___ Supplied information ___
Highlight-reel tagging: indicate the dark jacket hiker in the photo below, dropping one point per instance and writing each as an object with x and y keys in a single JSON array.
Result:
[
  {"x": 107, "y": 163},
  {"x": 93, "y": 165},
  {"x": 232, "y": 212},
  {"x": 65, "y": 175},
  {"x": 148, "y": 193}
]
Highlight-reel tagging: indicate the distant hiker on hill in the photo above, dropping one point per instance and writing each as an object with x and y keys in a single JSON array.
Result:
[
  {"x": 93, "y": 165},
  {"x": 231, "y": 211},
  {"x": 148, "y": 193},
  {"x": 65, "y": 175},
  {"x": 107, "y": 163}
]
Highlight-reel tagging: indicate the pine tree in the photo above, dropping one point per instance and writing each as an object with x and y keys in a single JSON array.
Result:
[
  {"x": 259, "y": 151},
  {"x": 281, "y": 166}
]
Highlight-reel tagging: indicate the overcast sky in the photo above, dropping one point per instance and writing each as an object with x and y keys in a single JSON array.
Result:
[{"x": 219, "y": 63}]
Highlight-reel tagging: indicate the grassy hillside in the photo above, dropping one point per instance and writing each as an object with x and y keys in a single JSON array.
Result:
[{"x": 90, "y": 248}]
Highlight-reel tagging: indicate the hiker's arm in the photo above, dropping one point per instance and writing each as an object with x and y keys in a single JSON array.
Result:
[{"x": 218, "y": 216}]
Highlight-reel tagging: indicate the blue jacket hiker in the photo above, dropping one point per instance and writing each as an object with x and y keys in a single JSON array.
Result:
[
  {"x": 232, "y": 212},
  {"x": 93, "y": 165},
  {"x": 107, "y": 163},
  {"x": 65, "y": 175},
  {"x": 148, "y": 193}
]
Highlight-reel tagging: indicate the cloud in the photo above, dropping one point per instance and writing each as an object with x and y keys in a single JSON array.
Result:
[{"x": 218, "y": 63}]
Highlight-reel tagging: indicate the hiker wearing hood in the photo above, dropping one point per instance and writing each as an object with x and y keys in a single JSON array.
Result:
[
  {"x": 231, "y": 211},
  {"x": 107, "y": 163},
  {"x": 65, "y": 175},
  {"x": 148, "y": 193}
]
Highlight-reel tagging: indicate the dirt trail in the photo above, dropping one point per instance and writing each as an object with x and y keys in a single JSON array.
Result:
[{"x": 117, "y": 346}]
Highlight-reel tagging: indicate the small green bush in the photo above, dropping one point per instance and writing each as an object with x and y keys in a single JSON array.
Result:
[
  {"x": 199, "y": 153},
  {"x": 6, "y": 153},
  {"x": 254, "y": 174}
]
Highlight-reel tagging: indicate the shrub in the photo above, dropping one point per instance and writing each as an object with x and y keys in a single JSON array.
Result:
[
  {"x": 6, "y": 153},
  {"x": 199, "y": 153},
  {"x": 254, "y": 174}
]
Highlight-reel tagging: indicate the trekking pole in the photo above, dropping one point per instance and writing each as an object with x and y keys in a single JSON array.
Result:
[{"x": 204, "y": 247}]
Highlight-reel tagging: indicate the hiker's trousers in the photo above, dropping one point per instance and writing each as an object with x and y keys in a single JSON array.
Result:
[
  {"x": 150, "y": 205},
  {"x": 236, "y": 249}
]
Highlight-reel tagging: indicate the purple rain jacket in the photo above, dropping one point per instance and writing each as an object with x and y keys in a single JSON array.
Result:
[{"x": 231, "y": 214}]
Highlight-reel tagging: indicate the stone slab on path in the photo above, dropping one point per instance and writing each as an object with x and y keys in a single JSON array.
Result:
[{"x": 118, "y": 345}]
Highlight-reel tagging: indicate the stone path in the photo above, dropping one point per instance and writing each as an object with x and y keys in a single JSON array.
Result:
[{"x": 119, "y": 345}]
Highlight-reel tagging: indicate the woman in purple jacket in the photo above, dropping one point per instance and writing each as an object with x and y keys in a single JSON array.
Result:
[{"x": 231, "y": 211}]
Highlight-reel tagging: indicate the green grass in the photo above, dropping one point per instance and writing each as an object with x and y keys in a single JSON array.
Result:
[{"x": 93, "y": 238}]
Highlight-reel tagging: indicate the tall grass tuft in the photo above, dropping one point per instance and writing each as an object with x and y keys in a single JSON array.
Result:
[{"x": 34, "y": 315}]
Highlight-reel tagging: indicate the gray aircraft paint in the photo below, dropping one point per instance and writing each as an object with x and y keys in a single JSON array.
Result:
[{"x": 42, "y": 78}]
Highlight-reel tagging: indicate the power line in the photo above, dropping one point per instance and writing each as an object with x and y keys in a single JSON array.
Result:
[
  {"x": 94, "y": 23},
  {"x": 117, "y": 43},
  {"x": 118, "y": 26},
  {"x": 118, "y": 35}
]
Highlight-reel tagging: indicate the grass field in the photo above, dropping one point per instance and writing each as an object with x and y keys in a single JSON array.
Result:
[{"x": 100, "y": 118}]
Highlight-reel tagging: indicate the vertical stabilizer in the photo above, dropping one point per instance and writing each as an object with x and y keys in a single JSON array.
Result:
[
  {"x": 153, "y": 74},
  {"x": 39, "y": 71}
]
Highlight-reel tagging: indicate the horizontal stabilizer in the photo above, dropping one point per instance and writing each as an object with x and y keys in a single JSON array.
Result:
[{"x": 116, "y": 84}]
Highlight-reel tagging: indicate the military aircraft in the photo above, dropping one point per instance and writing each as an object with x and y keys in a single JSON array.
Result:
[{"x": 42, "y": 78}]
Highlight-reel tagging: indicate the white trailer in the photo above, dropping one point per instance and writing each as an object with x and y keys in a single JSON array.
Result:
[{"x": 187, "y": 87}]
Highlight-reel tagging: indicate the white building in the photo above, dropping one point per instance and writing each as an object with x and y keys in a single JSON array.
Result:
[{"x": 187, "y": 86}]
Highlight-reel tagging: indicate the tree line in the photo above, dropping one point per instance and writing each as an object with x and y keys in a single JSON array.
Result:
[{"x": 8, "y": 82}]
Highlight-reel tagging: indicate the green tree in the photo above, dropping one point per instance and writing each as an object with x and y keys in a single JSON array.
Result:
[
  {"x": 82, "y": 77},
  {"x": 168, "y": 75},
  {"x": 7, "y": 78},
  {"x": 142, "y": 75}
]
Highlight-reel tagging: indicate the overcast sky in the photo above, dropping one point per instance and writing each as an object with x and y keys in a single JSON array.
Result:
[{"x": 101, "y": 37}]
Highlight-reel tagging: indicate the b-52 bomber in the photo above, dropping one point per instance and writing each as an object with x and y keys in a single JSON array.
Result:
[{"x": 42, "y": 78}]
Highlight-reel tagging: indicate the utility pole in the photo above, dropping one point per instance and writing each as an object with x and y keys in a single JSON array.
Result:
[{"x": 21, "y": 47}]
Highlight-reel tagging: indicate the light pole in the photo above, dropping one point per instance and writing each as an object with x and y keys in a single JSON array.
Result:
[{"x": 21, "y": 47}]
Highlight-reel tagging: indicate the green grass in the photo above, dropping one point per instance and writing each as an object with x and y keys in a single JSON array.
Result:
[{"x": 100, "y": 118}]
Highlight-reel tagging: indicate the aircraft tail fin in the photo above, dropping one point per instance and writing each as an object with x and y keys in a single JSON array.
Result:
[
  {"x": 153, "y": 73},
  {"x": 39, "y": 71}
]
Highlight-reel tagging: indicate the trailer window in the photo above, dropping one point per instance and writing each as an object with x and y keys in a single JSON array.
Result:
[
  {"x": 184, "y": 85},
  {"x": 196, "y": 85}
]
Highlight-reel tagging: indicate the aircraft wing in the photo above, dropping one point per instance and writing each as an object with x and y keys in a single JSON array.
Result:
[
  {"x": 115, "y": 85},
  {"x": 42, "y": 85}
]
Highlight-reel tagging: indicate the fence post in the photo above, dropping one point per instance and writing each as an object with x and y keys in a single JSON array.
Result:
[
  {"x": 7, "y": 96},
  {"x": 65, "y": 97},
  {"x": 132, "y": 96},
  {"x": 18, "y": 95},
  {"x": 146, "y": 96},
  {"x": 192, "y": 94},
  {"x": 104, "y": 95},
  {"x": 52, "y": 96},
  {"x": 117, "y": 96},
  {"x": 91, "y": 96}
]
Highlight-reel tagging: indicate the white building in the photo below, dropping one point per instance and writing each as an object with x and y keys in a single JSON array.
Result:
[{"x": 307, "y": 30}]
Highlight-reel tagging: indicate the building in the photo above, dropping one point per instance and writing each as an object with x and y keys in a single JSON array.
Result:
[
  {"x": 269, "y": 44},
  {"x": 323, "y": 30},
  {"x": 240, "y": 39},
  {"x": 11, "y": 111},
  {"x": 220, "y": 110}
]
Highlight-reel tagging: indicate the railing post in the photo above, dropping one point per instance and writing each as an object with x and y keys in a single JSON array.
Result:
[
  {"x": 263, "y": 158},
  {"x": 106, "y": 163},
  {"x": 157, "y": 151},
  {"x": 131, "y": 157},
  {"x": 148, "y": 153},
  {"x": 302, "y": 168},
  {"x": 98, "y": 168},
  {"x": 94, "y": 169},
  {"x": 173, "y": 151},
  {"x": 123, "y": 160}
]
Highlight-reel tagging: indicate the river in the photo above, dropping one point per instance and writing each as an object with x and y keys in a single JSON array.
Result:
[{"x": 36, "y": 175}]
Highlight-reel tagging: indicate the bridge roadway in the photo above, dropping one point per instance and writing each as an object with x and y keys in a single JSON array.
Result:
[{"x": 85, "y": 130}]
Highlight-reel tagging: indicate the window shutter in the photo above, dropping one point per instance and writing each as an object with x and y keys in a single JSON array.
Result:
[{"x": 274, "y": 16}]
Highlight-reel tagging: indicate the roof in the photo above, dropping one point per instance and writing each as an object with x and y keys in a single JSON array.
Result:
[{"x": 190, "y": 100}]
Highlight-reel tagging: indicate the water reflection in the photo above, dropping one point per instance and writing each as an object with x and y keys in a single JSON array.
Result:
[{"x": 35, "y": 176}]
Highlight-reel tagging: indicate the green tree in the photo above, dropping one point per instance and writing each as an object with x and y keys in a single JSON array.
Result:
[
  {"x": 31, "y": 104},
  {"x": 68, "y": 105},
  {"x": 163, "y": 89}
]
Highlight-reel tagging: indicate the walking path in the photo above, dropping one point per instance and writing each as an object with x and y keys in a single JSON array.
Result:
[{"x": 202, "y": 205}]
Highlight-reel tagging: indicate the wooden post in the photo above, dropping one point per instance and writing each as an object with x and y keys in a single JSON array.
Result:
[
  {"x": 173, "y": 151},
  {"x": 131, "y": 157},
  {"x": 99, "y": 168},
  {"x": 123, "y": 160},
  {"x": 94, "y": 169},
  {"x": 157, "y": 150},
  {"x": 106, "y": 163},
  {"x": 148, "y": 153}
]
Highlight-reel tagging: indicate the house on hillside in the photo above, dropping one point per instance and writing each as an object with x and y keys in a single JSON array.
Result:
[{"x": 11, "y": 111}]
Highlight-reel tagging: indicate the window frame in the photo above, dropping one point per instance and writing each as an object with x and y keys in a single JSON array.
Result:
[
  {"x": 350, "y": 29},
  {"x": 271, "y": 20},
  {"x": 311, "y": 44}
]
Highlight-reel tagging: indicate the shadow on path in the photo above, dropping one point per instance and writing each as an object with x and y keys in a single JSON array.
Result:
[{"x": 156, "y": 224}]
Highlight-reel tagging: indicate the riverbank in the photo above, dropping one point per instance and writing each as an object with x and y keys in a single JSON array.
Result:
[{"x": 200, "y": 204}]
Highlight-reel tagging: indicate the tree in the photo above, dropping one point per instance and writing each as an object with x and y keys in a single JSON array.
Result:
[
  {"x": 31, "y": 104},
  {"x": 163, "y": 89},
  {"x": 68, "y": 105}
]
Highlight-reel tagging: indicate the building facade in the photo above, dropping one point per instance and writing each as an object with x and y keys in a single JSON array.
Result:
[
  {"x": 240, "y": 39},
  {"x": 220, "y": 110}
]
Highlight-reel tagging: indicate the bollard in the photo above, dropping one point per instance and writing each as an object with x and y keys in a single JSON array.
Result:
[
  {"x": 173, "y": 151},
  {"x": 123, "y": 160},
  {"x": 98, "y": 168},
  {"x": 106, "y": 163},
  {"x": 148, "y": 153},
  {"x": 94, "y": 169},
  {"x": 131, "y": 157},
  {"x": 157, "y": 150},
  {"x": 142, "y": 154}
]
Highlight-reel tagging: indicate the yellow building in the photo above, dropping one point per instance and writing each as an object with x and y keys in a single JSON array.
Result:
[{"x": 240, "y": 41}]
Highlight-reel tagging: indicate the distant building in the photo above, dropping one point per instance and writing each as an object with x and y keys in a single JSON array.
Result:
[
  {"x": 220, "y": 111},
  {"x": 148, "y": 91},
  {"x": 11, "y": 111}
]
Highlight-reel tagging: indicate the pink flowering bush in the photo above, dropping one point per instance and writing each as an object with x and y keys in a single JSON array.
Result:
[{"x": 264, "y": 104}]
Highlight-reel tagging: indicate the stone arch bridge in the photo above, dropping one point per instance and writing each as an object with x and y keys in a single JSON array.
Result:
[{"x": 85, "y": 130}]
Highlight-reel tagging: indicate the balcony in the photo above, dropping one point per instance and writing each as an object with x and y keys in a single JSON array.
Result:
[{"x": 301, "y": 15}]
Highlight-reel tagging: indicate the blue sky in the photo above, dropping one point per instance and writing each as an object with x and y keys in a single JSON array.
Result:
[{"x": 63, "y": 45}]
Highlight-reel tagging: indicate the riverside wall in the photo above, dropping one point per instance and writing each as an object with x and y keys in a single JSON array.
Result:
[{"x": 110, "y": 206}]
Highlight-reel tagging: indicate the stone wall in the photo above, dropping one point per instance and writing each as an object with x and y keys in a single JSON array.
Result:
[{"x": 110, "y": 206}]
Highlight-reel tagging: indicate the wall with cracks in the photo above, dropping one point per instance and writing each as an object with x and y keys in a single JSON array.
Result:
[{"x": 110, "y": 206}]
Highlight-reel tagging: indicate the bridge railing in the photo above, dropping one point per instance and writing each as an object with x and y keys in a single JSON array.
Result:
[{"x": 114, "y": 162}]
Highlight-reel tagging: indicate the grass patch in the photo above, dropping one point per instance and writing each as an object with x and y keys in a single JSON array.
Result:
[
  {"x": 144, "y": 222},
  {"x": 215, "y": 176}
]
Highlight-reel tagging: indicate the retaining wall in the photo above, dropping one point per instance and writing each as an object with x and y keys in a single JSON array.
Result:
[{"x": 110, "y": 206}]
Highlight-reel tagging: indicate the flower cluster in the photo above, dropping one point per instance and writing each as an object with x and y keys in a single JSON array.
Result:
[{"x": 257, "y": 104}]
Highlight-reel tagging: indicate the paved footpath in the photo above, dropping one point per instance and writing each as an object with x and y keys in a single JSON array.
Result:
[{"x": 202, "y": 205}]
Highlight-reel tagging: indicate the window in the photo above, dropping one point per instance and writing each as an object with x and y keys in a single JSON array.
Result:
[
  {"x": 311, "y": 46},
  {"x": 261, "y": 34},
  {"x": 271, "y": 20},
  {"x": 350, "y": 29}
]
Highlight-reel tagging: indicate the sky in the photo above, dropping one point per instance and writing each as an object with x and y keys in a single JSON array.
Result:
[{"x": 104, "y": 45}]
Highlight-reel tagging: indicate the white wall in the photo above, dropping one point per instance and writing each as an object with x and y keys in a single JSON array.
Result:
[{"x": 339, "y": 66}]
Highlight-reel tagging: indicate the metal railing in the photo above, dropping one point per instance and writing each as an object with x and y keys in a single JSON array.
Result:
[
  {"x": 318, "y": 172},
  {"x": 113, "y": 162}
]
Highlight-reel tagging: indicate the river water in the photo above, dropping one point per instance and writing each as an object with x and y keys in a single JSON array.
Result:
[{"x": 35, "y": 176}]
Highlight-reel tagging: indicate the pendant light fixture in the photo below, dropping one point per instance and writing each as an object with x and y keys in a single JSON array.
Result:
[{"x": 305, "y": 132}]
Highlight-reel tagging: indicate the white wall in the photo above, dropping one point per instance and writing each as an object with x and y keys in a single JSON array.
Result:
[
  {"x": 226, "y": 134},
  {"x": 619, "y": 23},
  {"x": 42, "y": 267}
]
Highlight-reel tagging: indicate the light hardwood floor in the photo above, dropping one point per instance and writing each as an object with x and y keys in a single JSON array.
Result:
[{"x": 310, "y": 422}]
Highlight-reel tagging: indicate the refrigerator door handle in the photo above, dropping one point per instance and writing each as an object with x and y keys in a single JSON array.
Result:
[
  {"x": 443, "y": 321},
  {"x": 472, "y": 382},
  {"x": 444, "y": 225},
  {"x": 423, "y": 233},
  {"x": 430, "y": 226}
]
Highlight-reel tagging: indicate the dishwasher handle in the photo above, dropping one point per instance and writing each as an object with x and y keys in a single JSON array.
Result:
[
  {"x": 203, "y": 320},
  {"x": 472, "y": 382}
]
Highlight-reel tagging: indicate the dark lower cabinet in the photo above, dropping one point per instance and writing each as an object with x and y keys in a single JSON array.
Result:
___
== Set task ==
Rewrite the records from the line containing "Highlight-reel tagging: indicate the river water" through the end, inclusive, with "refrigerator door handle" changed to "fridge door handle" and everything else unchanged.

== Reply ==
Highlight-reel tagging: indicate the river water in the photo above, dropping one point per instance and writing each as an object with x and y keys in a single JSON array.
Result:
[{"x": 35, "y": 176}]
Highlight-reel tagging: indicate the pendant light fixture in the photo below, dropping one point per instance and writing each as an object with x and y keys in a single JSON array.
Result:
[{"x": 305, "y": 132}]
Highlight-reel tagging: indicate the white wall in the photo above, dropping one point per instance and writing each as an object with x and y keys in a single JSON array.
Result:
[
  {"x": 226, "y": 134},
  {"x": 619, "y": 23},
  {"x": 42, "y": 267}
]
Highlight-reel tagging: indicate the light hardwood floor in the photo above, dropping one point per instance and writing each as an object with x and y keys in a single JSON array.
Result:
[{"x": 310, "y": 422}]
Highlight-reel tagging: indicate the fridge door handle in the photo above, dropping one point per instance and writing each as an object with x and y keys in a single JSON array.
Result:
[
  {"x": 443, "y": 321},
  {"x": 472, "y": 382},
  {"x": 444, "y": 225},
  {"x": 423, "y": 233},
  {"x": 430, "y": 226}
]
Highlight-reel tagging: indicate the dishwasher handle in the photo above, dropping one point per instance and writing each as an object with x and y keys in a single JSON array.
Result:
[
  {"x": 203, "y": 320},
  {"x": 472, "y": 382}
]
Highlight-reel tagging: indicate the dark lower cabinet in the photo above, dropping one point per instance and writing each as an object with x and y keys in a single JSON array.
Result:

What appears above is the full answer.